Put every line of the listing below into a numbered list, skipping any blank lines. Leave the pictures out of your answer.

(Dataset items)
■ ■ ■ ■
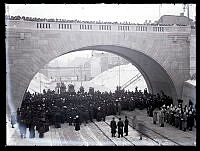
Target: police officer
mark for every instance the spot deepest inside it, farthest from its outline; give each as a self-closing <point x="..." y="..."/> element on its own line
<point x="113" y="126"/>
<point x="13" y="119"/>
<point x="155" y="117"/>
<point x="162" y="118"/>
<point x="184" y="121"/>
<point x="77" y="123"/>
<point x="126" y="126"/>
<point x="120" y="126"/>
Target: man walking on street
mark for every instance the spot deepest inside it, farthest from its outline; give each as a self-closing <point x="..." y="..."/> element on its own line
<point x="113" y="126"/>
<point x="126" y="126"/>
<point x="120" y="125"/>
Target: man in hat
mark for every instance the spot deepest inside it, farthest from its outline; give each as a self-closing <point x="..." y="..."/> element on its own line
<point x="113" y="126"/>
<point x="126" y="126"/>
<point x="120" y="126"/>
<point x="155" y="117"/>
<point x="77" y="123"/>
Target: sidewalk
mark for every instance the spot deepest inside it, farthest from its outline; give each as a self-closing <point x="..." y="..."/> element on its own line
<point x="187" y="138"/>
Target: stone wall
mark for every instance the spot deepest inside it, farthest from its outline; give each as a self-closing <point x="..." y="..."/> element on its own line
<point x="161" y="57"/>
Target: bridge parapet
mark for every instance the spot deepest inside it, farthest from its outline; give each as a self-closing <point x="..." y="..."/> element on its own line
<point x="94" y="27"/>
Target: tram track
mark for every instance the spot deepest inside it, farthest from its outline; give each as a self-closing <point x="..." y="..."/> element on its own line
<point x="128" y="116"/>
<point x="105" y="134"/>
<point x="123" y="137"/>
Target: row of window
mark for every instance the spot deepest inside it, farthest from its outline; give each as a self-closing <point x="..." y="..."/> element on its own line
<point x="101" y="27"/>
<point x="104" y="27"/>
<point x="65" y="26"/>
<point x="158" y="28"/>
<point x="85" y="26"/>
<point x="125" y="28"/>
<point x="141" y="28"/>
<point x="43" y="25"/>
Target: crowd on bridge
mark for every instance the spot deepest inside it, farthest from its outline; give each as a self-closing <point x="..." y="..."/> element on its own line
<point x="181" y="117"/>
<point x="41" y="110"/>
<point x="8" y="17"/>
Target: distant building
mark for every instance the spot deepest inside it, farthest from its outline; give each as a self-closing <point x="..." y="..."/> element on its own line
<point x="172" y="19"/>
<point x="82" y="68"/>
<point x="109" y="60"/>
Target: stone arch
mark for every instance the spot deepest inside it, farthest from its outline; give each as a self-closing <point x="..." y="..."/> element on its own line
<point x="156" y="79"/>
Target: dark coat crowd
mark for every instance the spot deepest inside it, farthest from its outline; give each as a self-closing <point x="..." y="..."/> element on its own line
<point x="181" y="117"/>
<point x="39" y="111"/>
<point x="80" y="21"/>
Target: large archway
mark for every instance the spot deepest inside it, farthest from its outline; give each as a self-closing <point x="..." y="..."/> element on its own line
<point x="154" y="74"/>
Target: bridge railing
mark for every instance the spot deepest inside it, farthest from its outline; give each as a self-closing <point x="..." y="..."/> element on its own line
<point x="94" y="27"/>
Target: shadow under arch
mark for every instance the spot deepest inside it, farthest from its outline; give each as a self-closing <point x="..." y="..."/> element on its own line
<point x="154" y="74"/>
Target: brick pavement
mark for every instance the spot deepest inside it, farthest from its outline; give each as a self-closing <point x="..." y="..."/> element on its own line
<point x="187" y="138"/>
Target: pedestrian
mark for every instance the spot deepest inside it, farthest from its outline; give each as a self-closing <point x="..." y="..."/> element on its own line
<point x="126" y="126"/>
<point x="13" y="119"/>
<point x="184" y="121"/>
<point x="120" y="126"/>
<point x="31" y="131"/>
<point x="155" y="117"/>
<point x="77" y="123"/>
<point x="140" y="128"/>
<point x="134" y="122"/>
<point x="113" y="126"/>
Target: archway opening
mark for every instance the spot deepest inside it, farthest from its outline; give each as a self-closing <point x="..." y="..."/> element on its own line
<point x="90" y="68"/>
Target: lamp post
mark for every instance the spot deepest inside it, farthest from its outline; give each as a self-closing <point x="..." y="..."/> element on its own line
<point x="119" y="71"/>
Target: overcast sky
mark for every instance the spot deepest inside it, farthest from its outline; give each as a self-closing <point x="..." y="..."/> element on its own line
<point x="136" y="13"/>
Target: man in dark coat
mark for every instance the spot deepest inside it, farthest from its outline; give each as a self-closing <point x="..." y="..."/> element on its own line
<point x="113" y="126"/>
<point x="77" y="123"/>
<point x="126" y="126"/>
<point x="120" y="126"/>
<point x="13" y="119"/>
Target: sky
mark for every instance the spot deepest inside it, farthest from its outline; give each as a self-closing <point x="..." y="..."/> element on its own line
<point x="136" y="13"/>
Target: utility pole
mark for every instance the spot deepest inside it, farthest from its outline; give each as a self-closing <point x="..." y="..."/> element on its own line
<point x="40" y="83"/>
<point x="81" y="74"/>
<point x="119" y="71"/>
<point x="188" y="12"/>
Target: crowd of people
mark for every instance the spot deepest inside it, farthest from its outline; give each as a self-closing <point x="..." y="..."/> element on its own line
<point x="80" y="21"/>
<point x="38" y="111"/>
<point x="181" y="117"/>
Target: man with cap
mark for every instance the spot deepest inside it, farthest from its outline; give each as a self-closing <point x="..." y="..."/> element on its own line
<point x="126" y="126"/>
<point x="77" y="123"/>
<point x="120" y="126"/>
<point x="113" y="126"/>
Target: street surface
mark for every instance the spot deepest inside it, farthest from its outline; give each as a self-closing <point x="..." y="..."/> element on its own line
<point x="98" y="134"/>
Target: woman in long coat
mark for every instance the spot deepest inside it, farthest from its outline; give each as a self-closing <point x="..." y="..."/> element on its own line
■ ■ ■ ■
### Solution for this problem
1. Target: police officer
2. mark for every instance the spot deepest inside it, farthest from its outline; give each as a self-closing <point x="..." y="..."/> element on its own line
3. <point x="113" y="126"/>
4. <point x="13" y="119"/>
5. <point x="155" y="117"/>
6. <point x="162" y="118"/>
7. <point x="184" y="121"/>
8. <point x="77" y="123"/>
9. <point x="126" y="126"/>
10. <point x="120" y="126"/>
11. Target: man walking on street
12. mark for every instance the spot deepest inside it, farthest from its outline; give each as a self-closing <point x="..." y="..."/> element on its own line
13. <point x="113" y="126"/>
14. <point x="126" y="126"/>
15. <point x="120" y="125"/>
16. Target: man in hat
17. mark for every instance the spot deepest inside it, farthest from its outline; give each as a self-closing <point x="..." y="..."/> element on its own line
18. <point x="113" y="126"/>
19. <point x="126" y="126"/>
20. <point x="120" y="126"/>
21. <point x="155" y="117"/>
22. <point x="77" y="123"/>
23. Target: sidewalk
24. mark for every instance the spot deepest inside it, farthest from its outline; give each as a self-closing <point x="..." y="..."/> element on its own line
25. <point x="187" y="138"/>
26. Target: stone wall
27. mark for every instance the spot deepest inside it, farthest from its outline; give each as a self-closing <point x="..." y="..."/> element on its own line
28. <point x="161" y="57"/>
29. Target: bridge parapet
30. mark for every instance the spot deepest inside it, farthest from its outline; give each as a self-closing <point x="..." y="..."/> element on its own line
31. <point x="94" y="27"/>
32. Target: tram track
33. mark for every instance the spot deepest inside it, farthest from its outline; give each as a self-closing <point x="..." y="..."/> element on its own line
34. <point x="128" y="116"/>
35. <point x="105" y="134"/>
36. <point x="123" y="137"/>
37. Target: row of window
38. mark for every instance the spot deepest inside it, farthest from its outline; give each as a self-closing <point x="..." y="..."/> element on its own line
39. <point x="101" y="27"/>
40. <point x="104" y="27"/>
41. <point x="65" y="26"/>
42. <point x="158" y="28"/>
43. <point x="85" y="26"/>
44. <point x="125" y="28"/>
45. <point x="141" y="28"/>
46. <point x="43" y="25"/>
47. Target: crowd on bridge
48. mark for every instance the spot deepest inside it, farthest from its outline; give each as a self-closing <point x="..." y="..."/> element on its own line
49. <point x="181" y="117"/>
50. <point x="41" y="110"/>
51. <point x="8" y="17"/>
52. Target: distant building
53. mark for every instance the spot deepest inside it, farthest from its outline; give each as a self-closing <point x="..." y="..."/> element on its own line
54. <point x="172" y="19"/>
55. <point x="82" y="68"/>
56. <point x="109" y="60"/>
57. Target: stone arch
58. mark for every instance the spot deepest inside it, farthest from its outline; give each as a self-closing <point x="..." y="..."/> element on its own line
59. <point x="156" y="79"/>
60. Target: dark coat crowd
61. mark for every instance the spot deepest inside it, farthest from its outline; give each as a self-closing <point x="..." y="..."/> element on its own line
62. <point x="181" y="117"/>
63. <point x="39" y="111"/>
64. <point x="80" y="21"/>
65. Target: large archway
66. mark for every instance the spot deepest inside it, farthest from its outline; give each as a self-closing <point x="..." y="..."/> element on its own line
67. <point x="154" y="74"/>
68. Target: bridge railing
69. mark for every instance the spot deepest inside it, farthest from its outline; give each as a self-closing <point x="..." y="..."/> element on its own line
70. <point x="94" y="27"/>
71. Target: shadow under arch
72. mark for every instance the spot deepest inside it, farthest from its outline; give each as a self-closing <point x="..." y="..."/> element on its own line
73. <point x="154" y="74"/>
74. Target: brick pavement
75. mark for every instance the spot deepest inside it, farthest from its outline; give each as a self-closing <point x="..." y="..."/> element on its own line
76. <point x="187" y="138"/>
77. Target: pedestrian
78. mark for every instance the spot deepest inside it, farthest from its outline; give each as a self-closing <point x="..." y="..."/> element on its own line
79. <point x="126" y="126"/>
80. <point x="13" y="119"/>
81. <point x="184" y="121"/>
82. <point x="120" y="126"/>
83. <point x="31" y="131"/>
84. <point x="155" y="117"/>
85. <point x="77" y="123"/>
86. <point x="140" y="128"/>
87. <point x="134" y="122"/>
88. <point x="113" y="126"/>
89. Target: archway opening
90. mark for every instance the spot deepest inside it, farthest from its outline; give each as a self-closing <point x="..." y="..."/> element on its own line
91. <point x="90" y="68"/>
92. Target: lamp post
93. mark for every instance the spot deepest inside it, farthest from its outline; give each as a self-closing <point x="..." y="..."/> element on its own line
94. <point x="119" y="71"/>
95. Target: overcast sky
96. mark for every instance the spot deepest inside it, farthest from its outline; give each as a self-closing <point x="..." y="..."/> element on its own line
97. <point x="136" y="13"/>
98. Target: man in dark coat
99. mark for every instance the spot deepest inside it, farthest from its outline; give each as a self-closing <point x="..." y="..."/> element on its own line
100. <point x="113" y="126"/>
101. <point x="77" y="123"/>
102. <point x="126" y="126"/>
103. <point x="120" y="126"/>
104. <point x="13" y="119"/>
105. Target: sky
106. mark for every instance the spot deepest inside it, farthest from its outline; give each as a self-closing <point x="..." y="..."/> element on its own line
107. <point x="136" y="13"/>
108. Target: utility pole
109. mark for every instance the spot deepest inside it, farthest from its outline; give each as a self-closing <point x="..." y="..."/> element on its own line
110. <point x="40" y="83"/>
111. <point x="81" y="74"/>
112. <point x="119" y="71"/>
113. <point x="188" y="12"/>
114. Target: crowd of people
115. mark for every instance the spot deepest inside it, farthest from its outline; give each as a self-closing <point x="..." y="..."/> element on its own line
116. <point x="80" y="21"/>
117. <point x="38" y="111"/>
118. <point x="181" y="117"/>
119. Target: man with cap
120. mark for every instance the spot deepest inside it, farthest from its outline; give each as a self-closing <point x="..." y="..."/> element on its own line
121. <point x="126" y="126"/>
122. <point x="77" y="123"/>
123. <point x="120" y="126"/>
124. <point x="113" y="126"/>
125. Target: street surface
126. mark for every instance the spot deepest inside it, farthest from its outline; give each as a self-closing <point x="..." y="..."/> element on its own line
127. <point x="98" y="134"/>
128. Target: woman in long coat
129. mark for every instance the spot deepest inside it, farthest from its outline; give each as a self-closing <point x="..." y="..."/> element on its own line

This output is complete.